[Photo-based point labeling data]
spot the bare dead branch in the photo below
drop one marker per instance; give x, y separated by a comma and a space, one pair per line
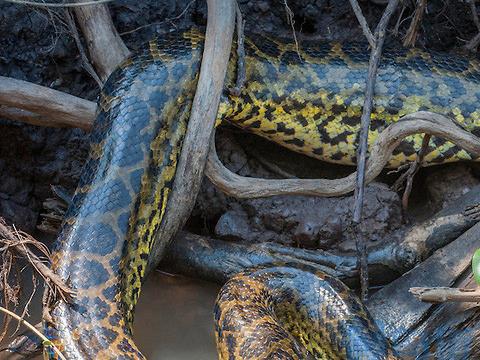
444, 294
54, 107
85, 62
422, 121
34, 330
375, 54
241, 72
408, 175
64, 5
363, 22
396, 311
473, 43
412, 32
104, 44
20, 242
189, 175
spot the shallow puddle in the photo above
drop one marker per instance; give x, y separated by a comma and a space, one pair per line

▶ _Written instruction_
Can you transcribe every row above word for word, leaving out the pictures?

▶ _Task output_
spot the bare dead branch in the photo below
drop one marker per instance; give x, y separated by a comma and a space, one pair per line
444, 294
54, 107
85, 62
422, 121
34, 330
375, 54
241, 72
408, 175
64, 5
363, 22
396, 311
473, 43
412, 32
104, 44
20, 242
189, 175
spot the shallow puddle in the photo above
drop one marker per instance; give x, y separated by a comma and a space, one pair per line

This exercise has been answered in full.